## Source

_ _ _

* Can't mount degraded. How to remove/add drives OFFLINE?
@ 2015-08-14 18:12 Timothy Normand Miller
2015-08-14 18:44 ` Chris Murphy
2015-08-14 23:49 ` Anand Jain
0 siblings, 2 replies; 10+ messages in thread
From: Timothy Normand Miller @ 2015-08-14 18:12 UTC (permalink / raw)
To: Btrfs BTRFS
Sorry about that empty email. I hit a wrong key, and gmail decided to send.
Anyhow, my replacement drive is going to arrive this evening, and I
need to know how to add it to my btrfs array. Here's the situation:
- I had a drive fail, so I removed it and mounted degraded.
- I hooked up a replacement drive, did an "add" on that one, and did a
"delete missing".
- During the rebalance, the replacement drive failed, there were OOPSes, etc.
- Now, although all of my data is there, I can't mount degraded,
because btrfs is complaining that too many devices are missing (3 are
there, but it sees 2 missing).
So I could use some help with cleaning up this mess. All the data is
there, so I need to know how to either force it to mount degraded, or
add and remove devices offline. Where do I begin?
Also, doesn't it seem a bit arbitrary that there are "too many
missing," when all of the data is there? If I understand correctly,
all four drives in my RAID1 should all have copies of the metadata,
and of the remaining three good drives, there should be one or two
copies of every data block. So it's all there, but btrfs has decided,
based on the NUMBER of missing devices, that it won't mount.
Shouldn't it refuse to mount if it knows there is data missing? For
that matter, why should it even refuse in that case? So some data
might missing, so it should throw some errors if you try to access
that missing data. Right?
Thanks!
--
Timothy Normand Miller, PhD
Assistant Professor of Computer Science, Binghamton University
http://www.cs.binghamton.edu/~millerti/
Open Graphics Project
^ permalink raw reply [flat|nested] 10+ messages in thread
* Re: Can't mount degraded. How to remove/add drives OFFLINE?
2015-08-14 18:12 Can't mount degraded. How to remove/add drives OFFLINE? Timothy Normand Miller
@ 2015-08-14 18:44 ` Chris Murphy
2015-08-14 19:03 ` Timothy Normand Miller
2015-08-14 23:49 ` Anand Jain
1 sibling, 1 reply; 10+ messages in thread
From: Chris Murphy @ 2015-08-14 18:44 UTC (permalink / raw)

_ _ _

## Supplied information

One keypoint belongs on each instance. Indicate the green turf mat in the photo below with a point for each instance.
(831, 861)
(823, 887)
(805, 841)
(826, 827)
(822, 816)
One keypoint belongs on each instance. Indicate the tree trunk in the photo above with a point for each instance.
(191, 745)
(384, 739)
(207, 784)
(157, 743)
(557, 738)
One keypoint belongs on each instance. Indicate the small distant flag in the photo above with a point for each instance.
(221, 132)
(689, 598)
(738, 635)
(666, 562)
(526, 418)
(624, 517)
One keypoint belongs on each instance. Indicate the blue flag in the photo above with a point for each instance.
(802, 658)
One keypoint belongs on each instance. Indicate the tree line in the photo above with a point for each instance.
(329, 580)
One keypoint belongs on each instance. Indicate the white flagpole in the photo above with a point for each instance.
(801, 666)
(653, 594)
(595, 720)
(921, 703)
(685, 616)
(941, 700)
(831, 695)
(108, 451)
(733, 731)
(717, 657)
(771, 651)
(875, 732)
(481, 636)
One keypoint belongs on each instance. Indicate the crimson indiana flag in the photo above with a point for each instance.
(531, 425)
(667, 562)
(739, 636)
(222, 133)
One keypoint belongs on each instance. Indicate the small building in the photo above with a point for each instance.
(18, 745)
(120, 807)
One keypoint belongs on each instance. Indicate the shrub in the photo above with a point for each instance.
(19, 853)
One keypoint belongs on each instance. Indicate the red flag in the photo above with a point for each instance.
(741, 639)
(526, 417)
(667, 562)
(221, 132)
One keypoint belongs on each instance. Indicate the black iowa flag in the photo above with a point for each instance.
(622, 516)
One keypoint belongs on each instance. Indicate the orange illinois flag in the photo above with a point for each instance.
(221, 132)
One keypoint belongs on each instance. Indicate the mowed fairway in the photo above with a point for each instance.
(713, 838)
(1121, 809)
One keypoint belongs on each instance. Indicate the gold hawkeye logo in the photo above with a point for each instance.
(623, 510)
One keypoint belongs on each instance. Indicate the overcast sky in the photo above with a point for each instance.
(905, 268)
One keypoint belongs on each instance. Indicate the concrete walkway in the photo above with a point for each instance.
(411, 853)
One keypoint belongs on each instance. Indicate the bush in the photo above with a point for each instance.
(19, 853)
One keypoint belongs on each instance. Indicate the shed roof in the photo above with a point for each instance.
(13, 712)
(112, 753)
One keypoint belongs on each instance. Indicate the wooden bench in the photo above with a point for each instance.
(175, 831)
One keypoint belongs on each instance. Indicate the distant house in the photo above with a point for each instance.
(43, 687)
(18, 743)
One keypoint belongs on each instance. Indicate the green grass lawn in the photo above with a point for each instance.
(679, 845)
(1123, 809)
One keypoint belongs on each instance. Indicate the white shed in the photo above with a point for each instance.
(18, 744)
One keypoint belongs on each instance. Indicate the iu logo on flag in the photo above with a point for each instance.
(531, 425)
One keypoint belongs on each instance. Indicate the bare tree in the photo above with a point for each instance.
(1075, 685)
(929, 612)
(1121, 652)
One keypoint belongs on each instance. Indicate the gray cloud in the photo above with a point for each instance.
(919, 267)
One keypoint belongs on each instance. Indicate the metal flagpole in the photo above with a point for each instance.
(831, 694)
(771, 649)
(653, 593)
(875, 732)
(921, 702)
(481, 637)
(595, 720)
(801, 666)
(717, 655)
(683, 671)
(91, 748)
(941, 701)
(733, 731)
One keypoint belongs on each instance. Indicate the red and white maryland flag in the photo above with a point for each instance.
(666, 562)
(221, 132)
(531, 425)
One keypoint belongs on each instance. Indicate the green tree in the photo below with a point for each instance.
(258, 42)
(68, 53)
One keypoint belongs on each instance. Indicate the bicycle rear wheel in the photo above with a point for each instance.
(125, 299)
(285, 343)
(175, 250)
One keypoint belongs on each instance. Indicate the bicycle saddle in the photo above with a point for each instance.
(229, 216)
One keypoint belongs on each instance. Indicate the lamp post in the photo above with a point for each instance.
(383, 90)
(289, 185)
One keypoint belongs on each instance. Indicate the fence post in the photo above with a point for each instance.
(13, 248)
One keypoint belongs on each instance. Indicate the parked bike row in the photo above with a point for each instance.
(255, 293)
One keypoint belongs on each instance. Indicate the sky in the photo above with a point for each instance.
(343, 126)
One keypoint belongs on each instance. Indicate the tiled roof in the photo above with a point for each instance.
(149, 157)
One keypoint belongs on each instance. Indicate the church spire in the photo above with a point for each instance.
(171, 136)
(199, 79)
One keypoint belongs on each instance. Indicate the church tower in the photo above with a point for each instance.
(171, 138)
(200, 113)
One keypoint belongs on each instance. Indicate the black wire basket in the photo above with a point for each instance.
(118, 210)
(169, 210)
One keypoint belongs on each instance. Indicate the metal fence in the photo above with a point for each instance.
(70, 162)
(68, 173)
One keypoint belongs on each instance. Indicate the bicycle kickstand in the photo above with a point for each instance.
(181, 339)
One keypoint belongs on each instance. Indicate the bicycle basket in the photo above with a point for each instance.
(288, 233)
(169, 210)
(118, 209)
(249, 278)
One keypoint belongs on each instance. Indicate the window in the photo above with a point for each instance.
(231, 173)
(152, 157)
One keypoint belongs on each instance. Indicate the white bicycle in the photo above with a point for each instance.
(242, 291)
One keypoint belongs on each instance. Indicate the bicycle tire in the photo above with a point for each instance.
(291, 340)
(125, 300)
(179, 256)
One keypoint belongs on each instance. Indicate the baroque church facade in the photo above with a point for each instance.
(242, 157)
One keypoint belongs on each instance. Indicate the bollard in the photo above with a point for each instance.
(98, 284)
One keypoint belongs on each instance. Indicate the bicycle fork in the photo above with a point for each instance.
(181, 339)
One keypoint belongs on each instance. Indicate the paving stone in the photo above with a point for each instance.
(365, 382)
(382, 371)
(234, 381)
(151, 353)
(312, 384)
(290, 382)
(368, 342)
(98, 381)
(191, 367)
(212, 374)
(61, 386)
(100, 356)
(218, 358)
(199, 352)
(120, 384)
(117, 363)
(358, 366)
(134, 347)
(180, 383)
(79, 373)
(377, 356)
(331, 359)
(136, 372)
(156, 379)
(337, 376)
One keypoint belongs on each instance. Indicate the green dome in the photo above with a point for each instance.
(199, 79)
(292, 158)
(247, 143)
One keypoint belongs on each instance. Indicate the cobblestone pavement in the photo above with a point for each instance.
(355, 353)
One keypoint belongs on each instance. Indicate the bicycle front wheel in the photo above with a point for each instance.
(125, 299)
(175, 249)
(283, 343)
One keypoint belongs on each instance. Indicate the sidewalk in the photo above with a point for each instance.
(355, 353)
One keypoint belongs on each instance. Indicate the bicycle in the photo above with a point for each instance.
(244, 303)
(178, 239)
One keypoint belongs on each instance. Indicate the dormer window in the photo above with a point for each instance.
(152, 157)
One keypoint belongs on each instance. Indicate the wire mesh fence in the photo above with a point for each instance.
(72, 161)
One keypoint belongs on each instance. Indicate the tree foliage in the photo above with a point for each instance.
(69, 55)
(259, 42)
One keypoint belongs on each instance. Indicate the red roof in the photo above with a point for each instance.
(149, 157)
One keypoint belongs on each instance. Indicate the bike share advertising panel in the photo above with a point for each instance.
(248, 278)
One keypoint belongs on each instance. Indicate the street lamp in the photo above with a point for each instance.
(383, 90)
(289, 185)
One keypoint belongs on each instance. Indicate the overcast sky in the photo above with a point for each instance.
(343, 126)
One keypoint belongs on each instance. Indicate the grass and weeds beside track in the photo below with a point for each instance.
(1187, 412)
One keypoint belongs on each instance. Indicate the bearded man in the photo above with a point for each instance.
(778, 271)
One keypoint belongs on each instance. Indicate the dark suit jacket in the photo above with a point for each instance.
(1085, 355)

_ _ _

## Required task A
List every person who appears as a sender in the header entries of the btrfs thread.
## Required task B
According to the btrfs thread, during what operation did the replacement drive fail?

## Correct answer A
Timothy Normand Miller, Chris Murphy, Anand Jain

## Correct answer B
During the rebalance.